The video has been watched over 5 million times in 48 hours, with plenty of people questioning why a man would stand next to a train going full speed. Now the man from Regina Saskatchewan, Canada is giving us some answers.

Jared Frank told CTV Saskatoon he shot the video while traveling in Peru with a friend. He said they were trying to get to Machu Picchu and had to walk along a path that took them past several train tracks.

Frank said several trains had already passed by at a slower speed, so he decided to take a video. However, a few seconds into the video, it’s not the train you see but the foot of a “conductor.”

“The train definitely wasn’t going the same speed as it was the first time. It was going normal train speed,” he told CTV by phone. “That’s why the video starts within, like, a second of me getting kicked in the head.”

........

Pick up the news story about the man kicked in the head from a passing train in Peru, and carry it on from its last line.

-- COLLECTED MATERIAL --
........

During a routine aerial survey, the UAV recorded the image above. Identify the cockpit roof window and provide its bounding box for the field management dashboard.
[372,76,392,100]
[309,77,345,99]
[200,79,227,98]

........

-- RESULT --
Frank said he was uninjured by the kick and was “mainly in shock.” He insists he wasn’t in danger as the train was actually further back than it might appear.

“The truth is he [the train worker] wasn’t on the front of the train; he was four feet off the front of the train in kind of a thing. So if the train was going to hit me, it was going to hit me before his boot ever reached me,” he said.

While Frank has been mocked online, he said he has no regrets.

“Honestly, even the truth is a little ridiculous and it does make me look stupid. But it was an accident and I got it on film and I think it would have been a shame to just throw it away.”